══ Supplied records ══
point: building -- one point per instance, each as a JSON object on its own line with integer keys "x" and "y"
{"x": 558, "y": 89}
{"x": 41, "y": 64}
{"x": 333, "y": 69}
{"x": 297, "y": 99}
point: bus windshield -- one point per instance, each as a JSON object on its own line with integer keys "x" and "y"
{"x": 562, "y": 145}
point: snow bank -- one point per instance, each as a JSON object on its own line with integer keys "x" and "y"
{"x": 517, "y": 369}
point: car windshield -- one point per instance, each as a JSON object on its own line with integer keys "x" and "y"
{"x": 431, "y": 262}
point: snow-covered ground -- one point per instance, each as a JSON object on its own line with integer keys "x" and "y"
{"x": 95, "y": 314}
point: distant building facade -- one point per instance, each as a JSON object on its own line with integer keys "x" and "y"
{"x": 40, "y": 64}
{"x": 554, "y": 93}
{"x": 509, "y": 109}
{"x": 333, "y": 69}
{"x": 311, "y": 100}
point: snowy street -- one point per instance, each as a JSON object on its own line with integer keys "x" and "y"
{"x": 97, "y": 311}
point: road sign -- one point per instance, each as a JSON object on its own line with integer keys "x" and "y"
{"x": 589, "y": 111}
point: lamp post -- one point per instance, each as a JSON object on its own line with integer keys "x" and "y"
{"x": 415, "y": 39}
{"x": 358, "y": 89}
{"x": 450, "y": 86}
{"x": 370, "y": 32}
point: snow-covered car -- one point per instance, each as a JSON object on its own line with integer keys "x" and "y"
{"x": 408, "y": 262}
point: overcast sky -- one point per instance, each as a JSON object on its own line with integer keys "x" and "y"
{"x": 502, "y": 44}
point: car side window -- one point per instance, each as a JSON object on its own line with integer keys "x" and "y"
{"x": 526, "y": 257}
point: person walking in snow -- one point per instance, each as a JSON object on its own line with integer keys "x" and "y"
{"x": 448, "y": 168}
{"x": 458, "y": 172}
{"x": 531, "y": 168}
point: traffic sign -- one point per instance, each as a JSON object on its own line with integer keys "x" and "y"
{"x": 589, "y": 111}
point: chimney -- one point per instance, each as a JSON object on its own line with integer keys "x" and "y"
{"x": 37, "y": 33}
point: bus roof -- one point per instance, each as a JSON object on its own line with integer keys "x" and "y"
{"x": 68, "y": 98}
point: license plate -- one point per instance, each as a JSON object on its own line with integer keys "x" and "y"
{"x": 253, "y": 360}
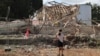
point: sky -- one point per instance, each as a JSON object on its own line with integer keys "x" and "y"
{"x": 75, "y": 1}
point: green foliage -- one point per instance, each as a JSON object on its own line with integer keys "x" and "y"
{"x": 96, "y": 13}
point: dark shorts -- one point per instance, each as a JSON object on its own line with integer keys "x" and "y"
{"x": 59, "y": 43}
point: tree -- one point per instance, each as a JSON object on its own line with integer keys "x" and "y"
{"x": 96, "y": 12}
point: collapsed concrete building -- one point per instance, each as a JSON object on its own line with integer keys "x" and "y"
{"x": 61, "y": 15}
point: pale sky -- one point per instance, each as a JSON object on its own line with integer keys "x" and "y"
{"x": 75, "y": 1}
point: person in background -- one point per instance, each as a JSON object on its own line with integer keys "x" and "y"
{"x": 60, "y": 40}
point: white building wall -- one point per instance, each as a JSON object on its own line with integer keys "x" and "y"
═══
* Task to complete
Copy out the whole listing exactly, and don't carry over any pictures.

* Completed exercise
point: building -- one point per instance, each as a JSON object on its own line with integer keys "x" and "y"
{"x": 558, "y": 89}
{"x": 41, "y": 64}
{"x": 333, "y": 69}
{"x": 297, "y": 99}
point: bus windshield -- one point per instance, each as a JSON object on its own line with integer keys "x" and "y"
{"x": 562, "y": 145}
point: snow bank -- one point per instance, each as a JSON object on its own line with integer keys "x" and "y"
{"x": 517, "y": 369}
point: car windshield -- one point per instance, each as a JSON object on its own line with integer keys "x" and "y"
{"x": 431, "y": 262}
point: snow-covered ground -- one point per instance, each as a JSON object on its own line with integer keys "x" and "y"
{"x": 95, "y": 314}
point: distant building facade -- one point per instance, each as a JSON object on its own line with integer keys "x" and "y"
{"x": 40, "y": 64}
{"x": 554, "y": 93}
{"x": 509, "y": 109}
{"x": 333, "y": 69}
{"x": 311, "y": 100}
point: snowy street -- one point per instance, each as a JSON object on its own line with integer keys "x" and "y"
{"x": 97, "y": 311}
point: road sign -- one point per instance, each as a JSON object on its own line with integer keys "x" and "y"
{"x": 589, "y": 111}
point: lamp post -- one point per instance, each as a JSON object on its own line with integer keys "x" and "y"
{"x": 415, "y": 39}
{"x": 358, "y": 89}
{"x": 450, "y": 86}
{"x": 370, "y": 32}
point: snow-covered car -- one point per instance, each as a JSON object on its own line with integer keys "x" and "y"
{"x": 408, "y": 262}
point: overcast sky -- one point per instance, each as a JSON object on its own line with integer keys "x" and "y"
{"x": 502, "y": 44}
point: car side window -- one point per instance, each as a JSON object on its own line with integer keys "x" and "y"
{"x": 526, "y": 257}
point: person walking in snow -- one point per instance, each as a JSON object on its own line with integer keys "x" and "y"
{"x": 448, "y": 168}
{"x": 458, "y": 172}
{"x": 531, "y": 168}
point: traffic sign -- one point per instance, each as a JSON object on its own line with integer keys "x" and "y"
{"x": 589, "y": 111}
point: chimney -- one point per instance, each as a JSON object on its own line with integer keys "x" and "y"
{"x": 37, "y": 33}
point: bus roof -- one point per instance, each as a JSON object on its own line with integer keys "x" and "y"
{"x": 68, "y": 98}
point: license plate -- one point per instance, each as a JSON object on its own line with integer keys "x" and "y"
{"x": 253, "y": 360}
point: sky -- one point per instance, each as a JSON object on its own line with integer keys "x" and "y"
{"x": 75, "y": 1}
point: green foliage -- one point per instance, each as a JSON object on its own line with integer keys "x" and "y"
{"x": 96, "y": 13}
point: dark shorts -- one point per instance, each as a JSON object on its own line with integer keys "x" and "y"
{"x": 59, "y": 43}
point: tree -- one point per instance, each as a JSON object on its own line with integer keys "x" and "y"
{"x": 96, "y": 12}
point: collapsed concrete building -- one point per instance, each as a JSON object on its own line with integer keys "x" and "y"
{"x": 61, "y": 15}
point: pale sky -- one point per instance, each as a JSON object on its own line with integer keys "x" and "y"
{"x": 75, "y": 1}
point: person in background -- one point per instance, each as a JSON object on its own line with integer keys "x" and "y"
{"x": 60, "y": 40}
point: white building wall -- one point per instance, each as a JSON object on its own line with integer keys "x" and "y"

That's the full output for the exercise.